● Directive 1
From the listing below, copy out the lines from the one containing "target: bear black fur" up to and including the one containing "311 419 L 244", unchanged.

I met somebody in the lift at work the other week - it seemed romantic at the time, I'm getting in, he's getting out, he jumps back in, he travels up in the lift with me, he asks my name, writes me some emails, I write back, we arrange to meet for a drink...he says he thought I had an alluring glare, was cute...and I was pretty keen on him too! :rolleyes:

 

I'm fresh out of a break-up for the last three weeks, I was by no means expecting this so was ultra-excited...too much maybe

 

We swapped numbers, I texted back mine, wished him a good weekend and I heard nothing until the day before the date - but then he texted so we met...

 

Date seemed perfect, a good chemistry, no breaks in a flowing conversation, we seemed on similar wavelengths...we're drinking some red wine...when he asks if he can sit next to me and he kisses me extremely passionately

 

Then he says he must be honest with me, I seem too nice to lead up the garden path...and he says he has been seeing somebody else for a few weeks but felt so attracted to me in the lift that he felt compelled to invite me out - I asked how serious it was, he said not that serious and I then said, I wasn't really looking for anything serious having just come out of a relationship at the moment...he then says "we can have some fun" and I said yes, well I'm not coming back to your place tonight...

 

The evening then continues to be very nice, we stroll along the river, he puts his arm around me, we go somewhere else, it all seems good, he walks me to the station, we kiss goodnight - he says "I think we should do this again, only if you want to of course"...I say yes, it was nice - I say send me an email and he says, I'll probably text you...

 

That was on Tuesday evening last week - when I returned to work on Wednesday there was an email waiting for me from him in my inbox but I didn't reply as he had sent it, when I was off, before we met for our date and I was unsure what would happen next...

 

Since Tuesday night I haven't heard anything though!

 

I'm thinking he might have changed his mind, he may have wanted a casual fling - I don't want to get in touch with him, I haven't since it happened as he is seeing somebody anyway

 

I'm disappointed because I liked him - but I've just got a feeling he might have been a player :confused: - but I'm not sure

 

Just wanted to ask, five days is a rather long time to wait, is it not?...

Edited by Eclipse11
Posted

5 days is a long time to wait for an "available" man who has different intentions. This dude told you upfront he was involved, you were game (in his eyes) when you replied you didn't want anything serious. Most players aren't honest, consider yourself lucky :)

  • Author
Posted

Thanks Atlnay yes I guess it is lucky he was honest with me and to console myself, if I don't hear anything, I can see it as a compliment in a way that he did tell me the truth and he didn't mislead me...I liked him a lot, but I'm okay, that was my first foray into the dating pool after a few years and it didn't go half badly - apart from the bad news!

  • Author
Posted

Ignore that angry face in the post above! I don't know what it's doing there, can't get rid of it now haha...

Posted
Thanks Atlnay yes I guess it is lucky he was honest with me and to console myself, if I don't hear anything, I can see it as a compliment in a way that he did tell me the truth and he didn't mislead me...I liked him a lot, but I'm okay, that was my first foray into the dating pool after a few years and it didn't go half badly - apart from the bad news!

● Entries supplied
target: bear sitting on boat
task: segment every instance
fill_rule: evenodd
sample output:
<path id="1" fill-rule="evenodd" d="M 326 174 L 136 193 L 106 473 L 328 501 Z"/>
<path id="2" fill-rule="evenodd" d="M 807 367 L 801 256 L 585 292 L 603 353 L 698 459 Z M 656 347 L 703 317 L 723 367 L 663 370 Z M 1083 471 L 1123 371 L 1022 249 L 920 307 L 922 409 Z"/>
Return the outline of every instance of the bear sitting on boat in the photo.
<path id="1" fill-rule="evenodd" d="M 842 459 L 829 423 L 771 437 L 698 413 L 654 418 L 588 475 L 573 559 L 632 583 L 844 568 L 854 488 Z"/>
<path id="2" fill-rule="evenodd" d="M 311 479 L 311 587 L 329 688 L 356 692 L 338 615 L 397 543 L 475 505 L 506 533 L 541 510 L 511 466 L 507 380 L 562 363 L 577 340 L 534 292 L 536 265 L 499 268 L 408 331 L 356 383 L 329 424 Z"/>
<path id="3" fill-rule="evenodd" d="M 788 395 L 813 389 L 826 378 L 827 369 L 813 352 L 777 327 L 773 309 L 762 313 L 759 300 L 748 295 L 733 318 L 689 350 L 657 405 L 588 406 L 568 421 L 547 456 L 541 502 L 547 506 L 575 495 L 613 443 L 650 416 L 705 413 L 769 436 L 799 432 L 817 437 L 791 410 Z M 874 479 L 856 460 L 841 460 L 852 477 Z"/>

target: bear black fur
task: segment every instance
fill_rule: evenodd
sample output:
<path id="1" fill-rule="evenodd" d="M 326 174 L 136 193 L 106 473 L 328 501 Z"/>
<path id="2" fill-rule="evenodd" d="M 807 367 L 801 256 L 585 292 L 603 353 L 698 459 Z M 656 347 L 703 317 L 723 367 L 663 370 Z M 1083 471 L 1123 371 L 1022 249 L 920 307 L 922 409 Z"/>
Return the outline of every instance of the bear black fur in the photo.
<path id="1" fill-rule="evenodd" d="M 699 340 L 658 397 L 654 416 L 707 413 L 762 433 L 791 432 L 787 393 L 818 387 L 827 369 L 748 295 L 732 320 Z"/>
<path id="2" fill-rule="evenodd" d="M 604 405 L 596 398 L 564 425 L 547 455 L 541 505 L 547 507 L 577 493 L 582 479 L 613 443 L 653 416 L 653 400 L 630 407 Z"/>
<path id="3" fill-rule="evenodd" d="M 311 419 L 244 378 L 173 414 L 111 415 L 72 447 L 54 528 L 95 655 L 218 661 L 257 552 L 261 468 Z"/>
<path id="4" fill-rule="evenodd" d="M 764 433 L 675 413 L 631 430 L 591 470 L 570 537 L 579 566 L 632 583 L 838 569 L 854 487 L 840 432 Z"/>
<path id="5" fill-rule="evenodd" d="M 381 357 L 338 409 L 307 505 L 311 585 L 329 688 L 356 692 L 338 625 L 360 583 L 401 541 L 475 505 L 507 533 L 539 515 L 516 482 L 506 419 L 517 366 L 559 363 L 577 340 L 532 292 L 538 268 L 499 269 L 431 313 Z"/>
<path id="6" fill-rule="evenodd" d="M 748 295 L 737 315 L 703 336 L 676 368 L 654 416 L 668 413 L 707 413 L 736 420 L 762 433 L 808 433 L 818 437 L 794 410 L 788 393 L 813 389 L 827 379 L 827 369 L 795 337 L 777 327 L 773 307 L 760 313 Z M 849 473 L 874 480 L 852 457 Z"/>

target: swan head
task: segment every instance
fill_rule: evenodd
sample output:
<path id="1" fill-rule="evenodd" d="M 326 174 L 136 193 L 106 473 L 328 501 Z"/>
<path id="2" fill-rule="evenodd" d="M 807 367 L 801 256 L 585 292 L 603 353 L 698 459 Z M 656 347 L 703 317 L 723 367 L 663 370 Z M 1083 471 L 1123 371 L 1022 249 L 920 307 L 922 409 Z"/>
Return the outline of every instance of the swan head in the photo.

● Directive 2
In the forum post about the date with a man met in a lift at work, what were the two of them drinking when he asked to sit next to the writer?

● Right answer 1
target: bear black fur
task: segment every instance
fill_rule: evenodd
sample output:
<path id="1" fill-rule="evenodd" d="M 326 174 L 136 193 L 106 473 L 328 501 Z"/>
<path id="2" fill-rule="evenodd" d="M 807 367 L 801 256 L 585 292 L 603 353 L 698 459 Z M 656 347 L 703 317 L 723 367 L 663 370 Z M 1083 471 L 1123 371 L 1022 249 L 920 307 L 922 409 Z"/>
Return the outline of every instance of the bear black fur in the photo.
<path id="1" fill-rule="evenodd" d="M 699 340 L 658 397 L 654 416 L 707 413 L 762 433 L 791 432 L 787 393 L 818 387 L 827 369 L 748 295 L 732 320 Z"/>
<path id="2" fill-rule="evenodd" d="M 604 405 L 596 398 L 564 425 L 547 455 L 541 505 L 547 507 L 577 493 L 582 479 L 613 443 L 653 416 L 653 400 L 630 407 Z"/>
<path id="3" fill-rule="evenodd" d="M 311 419 L 244 378 L 173 414 L 111 415 L 72 447 L 54 528 L 95 655 L 218 661 L 257 552 L 261 468 Z"/>

● Right answer 2
Red wine.